* start *

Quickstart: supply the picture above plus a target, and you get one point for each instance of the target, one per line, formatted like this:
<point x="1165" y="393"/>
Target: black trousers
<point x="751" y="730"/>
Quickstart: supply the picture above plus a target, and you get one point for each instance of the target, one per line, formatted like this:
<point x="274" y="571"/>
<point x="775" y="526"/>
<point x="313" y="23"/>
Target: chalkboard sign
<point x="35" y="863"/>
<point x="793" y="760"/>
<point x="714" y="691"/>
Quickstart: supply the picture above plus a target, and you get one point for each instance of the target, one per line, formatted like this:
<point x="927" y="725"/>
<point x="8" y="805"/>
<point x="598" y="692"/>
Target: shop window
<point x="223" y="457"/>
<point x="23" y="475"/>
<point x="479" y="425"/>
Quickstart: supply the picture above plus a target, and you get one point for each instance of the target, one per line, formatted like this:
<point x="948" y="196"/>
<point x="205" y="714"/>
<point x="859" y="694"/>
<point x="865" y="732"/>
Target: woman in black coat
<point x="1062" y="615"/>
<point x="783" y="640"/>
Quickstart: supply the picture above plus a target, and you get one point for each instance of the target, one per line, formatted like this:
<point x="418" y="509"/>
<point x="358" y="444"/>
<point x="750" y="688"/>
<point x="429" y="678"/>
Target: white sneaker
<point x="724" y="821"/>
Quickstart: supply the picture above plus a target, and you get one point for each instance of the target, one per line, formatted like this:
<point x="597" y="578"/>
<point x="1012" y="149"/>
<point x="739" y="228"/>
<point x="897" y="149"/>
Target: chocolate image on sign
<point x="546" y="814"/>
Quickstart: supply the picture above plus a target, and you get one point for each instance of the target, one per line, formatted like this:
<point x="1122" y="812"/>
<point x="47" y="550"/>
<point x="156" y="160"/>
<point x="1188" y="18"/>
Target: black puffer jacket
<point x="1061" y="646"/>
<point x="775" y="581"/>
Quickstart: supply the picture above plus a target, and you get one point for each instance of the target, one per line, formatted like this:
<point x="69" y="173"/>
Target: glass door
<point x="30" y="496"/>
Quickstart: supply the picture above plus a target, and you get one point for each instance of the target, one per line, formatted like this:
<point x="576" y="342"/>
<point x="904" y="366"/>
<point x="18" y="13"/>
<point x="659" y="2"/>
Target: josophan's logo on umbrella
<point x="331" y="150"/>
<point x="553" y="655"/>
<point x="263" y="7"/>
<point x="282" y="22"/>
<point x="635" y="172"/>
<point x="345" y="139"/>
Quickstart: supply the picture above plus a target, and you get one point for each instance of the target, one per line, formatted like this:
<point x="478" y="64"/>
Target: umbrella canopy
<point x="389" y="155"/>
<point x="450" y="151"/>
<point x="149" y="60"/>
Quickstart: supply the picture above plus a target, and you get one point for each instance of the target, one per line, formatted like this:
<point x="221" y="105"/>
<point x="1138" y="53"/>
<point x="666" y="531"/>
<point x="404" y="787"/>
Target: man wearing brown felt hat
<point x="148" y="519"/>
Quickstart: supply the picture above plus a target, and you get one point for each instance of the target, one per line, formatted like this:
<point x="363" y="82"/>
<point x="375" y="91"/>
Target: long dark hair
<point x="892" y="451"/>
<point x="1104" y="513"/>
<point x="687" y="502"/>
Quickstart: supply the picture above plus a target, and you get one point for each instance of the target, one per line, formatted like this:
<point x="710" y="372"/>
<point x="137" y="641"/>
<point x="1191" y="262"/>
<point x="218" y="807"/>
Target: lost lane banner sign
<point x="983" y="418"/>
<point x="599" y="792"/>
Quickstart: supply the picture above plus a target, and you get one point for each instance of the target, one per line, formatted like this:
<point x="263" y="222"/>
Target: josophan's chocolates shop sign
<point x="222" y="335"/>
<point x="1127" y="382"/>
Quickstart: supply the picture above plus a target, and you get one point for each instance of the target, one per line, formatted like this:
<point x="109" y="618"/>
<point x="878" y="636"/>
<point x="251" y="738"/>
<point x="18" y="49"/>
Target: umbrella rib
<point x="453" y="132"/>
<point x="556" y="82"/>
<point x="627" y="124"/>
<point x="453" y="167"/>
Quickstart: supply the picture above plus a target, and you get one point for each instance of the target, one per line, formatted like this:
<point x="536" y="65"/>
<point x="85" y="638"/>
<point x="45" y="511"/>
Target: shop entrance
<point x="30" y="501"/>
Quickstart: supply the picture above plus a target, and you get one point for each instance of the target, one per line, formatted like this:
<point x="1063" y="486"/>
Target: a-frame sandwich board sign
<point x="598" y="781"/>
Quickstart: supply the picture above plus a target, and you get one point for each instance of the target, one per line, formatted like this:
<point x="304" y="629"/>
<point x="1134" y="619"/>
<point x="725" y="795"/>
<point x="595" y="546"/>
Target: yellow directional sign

* end *
* start *

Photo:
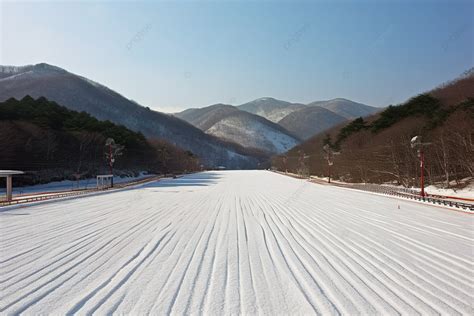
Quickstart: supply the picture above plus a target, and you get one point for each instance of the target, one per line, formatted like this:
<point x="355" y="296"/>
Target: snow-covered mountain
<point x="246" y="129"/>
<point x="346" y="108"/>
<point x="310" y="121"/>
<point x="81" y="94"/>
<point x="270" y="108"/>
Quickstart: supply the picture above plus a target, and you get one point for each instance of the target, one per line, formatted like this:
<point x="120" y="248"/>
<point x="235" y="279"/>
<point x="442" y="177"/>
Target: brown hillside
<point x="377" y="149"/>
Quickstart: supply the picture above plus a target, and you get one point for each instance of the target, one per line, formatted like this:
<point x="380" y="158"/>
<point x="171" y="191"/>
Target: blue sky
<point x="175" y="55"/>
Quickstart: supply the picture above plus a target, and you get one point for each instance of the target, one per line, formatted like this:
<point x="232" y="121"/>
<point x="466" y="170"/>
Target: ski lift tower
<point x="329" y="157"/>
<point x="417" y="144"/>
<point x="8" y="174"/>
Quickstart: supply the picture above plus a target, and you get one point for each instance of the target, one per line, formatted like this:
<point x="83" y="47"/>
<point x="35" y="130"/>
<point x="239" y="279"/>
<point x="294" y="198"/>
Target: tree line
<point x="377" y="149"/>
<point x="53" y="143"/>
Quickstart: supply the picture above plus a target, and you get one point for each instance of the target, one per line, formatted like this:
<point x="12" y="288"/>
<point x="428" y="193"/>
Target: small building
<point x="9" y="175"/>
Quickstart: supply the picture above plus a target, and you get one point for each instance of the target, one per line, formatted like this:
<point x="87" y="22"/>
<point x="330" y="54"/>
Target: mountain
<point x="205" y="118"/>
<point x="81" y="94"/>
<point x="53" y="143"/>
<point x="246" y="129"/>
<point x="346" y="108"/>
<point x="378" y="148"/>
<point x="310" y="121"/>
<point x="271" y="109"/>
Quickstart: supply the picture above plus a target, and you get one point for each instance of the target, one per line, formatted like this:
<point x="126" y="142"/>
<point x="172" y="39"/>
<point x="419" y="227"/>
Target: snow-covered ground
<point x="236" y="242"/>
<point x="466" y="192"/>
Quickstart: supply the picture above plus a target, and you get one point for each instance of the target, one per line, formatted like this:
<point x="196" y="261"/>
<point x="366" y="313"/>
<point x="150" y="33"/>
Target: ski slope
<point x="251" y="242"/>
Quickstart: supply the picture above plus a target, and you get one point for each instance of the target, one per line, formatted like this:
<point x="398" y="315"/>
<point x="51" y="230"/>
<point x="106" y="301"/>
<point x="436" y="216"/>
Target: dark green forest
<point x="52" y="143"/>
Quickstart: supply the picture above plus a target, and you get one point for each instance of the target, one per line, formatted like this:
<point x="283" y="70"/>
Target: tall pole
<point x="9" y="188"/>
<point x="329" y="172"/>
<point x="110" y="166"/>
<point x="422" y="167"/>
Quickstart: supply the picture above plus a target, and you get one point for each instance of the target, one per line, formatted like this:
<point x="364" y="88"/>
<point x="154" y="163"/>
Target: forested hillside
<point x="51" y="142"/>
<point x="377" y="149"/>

* end *

## To be done:
Return every line of the material above that contains the string "snow", matching case exactly.

## Result:
Target: snow-covered mountain
Target: snow-covered ground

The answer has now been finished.